TASK BRIEF: List every line in the rows below that contains the string "screen". Case counts.

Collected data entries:
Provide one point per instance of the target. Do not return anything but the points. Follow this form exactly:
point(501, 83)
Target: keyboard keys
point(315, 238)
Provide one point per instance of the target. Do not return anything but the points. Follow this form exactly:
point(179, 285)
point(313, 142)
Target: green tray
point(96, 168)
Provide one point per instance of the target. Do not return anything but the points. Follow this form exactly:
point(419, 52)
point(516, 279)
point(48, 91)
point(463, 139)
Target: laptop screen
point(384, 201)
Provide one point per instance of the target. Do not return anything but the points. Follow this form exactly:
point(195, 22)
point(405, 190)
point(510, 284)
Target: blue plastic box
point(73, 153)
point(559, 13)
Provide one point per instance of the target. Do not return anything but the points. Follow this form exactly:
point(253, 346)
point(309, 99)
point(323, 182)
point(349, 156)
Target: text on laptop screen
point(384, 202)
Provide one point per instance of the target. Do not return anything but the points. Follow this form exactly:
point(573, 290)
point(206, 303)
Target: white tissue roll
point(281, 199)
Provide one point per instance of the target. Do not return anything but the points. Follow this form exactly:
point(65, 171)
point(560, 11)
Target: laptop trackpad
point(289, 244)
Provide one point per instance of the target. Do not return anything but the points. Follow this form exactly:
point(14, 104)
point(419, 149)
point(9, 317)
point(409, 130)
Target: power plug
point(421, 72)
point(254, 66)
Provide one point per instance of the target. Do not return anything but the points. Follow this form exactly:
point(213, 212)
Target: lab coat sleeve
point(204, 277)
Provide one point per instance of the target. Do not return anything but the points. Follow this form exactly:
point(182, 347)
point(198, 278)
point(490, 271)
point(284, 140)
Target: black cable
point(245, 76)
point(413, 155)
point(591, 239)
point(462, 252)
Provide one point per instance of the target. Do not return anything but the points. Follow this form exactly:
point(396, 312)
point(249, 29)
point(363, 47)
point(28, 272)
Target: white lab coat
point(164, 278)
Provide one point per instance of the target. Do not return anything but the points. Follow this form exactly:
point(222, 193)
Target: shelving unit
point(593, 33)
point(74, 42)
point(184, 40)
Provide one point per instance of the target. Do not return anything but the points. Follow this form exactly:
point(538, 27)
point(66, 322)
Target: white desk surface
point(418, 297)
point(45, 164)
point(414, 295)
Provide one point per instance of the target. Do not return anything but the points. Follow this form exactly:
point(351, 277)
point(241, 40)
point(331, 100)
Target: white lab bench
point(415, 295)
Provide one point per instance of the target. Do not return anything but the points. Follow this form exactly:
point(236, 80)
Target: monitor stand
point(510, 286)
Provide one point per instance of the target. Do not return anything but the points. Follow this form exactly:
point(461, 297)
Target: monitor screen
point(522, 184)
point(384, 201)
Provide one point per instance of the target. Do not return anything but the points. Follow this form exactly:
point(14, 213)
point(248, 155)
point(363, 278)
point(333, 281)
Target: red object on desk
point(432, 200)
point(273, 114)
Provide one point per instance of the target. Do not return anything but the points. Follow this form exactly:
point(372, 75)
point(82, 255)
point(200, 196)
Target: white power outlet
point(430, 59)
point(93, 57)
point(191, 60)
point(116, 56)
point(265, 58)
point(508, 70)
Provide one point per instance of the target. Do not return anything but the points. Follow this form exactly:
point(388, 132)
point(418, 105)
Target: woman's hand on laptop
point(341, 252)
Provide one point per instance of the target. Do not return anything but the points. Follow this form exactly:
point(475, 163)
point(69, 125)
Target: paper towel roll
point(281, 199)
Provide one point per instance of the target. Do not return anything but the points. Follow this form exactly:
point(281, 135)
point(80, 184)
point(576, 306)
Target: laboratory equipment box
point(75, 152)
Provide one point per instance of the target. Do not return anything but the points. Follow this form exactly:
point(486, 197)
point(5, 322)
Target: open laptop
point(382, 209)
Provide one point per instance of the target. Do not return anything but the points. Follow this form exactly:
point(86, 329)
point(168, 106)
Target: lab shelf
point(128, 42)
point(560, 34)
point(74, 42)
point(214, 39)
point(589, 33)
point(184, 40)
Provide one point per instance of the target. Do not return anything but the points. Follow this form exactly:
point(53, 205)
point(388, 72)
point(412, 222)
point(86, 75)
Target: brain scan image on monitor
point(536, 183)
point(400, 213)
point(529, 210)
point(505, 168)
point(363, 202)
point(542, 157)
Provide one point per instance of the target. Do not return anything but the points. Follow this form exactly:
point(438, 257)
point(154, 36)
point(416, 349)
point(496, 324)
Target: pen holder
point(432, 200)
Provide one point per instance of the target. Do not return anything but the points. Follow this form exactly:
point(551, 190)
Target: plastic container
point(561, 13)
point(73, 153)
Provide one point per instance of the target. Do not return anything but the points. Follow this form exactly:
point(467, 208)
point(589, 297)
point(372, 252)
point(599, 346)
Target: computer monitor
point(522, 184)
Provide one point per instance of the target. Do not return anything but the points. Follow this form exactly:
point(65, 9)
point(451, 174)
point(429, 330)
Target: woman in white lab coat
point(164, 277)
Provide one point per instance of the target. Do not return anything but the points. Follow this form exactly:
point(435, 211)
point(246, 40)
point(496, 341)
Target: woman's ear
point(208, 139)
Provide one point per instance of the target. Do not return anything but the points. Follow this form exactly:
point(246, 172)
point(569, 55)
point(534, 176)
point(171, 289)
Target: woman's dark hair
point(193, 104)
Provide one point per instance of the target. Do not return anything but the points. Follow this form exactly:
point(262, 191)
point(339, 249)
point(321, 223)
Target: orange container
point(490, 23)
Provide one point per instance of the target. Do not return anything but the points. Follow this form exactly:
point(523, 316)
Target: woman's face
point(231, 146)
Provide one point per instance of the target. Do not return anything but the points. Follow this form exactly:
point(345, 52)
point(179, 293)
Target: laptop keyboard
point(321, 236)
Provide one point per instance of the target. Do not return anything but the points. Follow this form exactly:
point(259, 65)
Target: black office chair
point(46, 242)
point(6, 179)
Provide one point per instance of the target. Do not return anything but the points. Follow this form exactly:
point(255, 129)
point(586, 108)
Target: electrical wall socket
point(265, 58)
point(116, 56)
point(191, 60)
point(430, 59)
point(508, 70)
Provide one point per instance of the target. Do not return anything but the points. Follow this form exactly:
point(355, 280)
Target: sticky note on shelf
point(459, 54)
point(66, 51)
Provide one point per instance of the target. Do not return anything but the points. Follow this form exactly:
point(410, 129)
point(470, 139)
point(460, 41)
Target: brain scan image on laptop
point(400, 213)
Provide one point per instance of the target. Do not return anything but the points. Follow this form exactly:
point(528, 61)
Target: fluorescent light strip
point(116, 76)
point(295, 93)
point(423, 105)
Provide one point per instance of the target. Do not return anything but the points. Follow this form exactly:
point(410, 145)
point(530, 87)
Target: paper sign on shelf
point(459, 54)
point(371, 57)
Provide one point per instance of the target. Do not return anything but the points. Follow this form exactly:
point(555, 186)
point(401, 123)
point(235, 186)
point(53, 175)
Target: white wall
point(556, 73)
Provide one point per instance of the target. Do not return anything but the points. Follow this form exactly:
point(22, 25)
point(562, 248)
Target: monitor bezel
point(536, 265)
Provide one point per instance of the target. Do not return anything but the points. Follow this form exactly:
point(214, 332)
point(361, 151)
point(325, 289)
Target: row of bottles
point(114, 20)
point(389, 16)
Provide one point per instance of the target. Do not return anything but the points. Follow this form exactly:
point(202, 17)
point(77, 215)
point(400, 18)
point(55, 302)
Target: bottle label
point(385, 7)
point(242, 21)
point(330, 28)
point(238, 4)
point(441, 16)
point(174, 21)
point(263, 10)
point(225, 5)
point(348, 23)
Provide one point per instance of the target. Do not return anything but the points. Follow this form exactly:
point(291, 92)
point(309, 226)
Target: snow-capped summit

TASK RESPONSE:
Target: laptop screen
Target: text on laptop screen
Target: monitor screen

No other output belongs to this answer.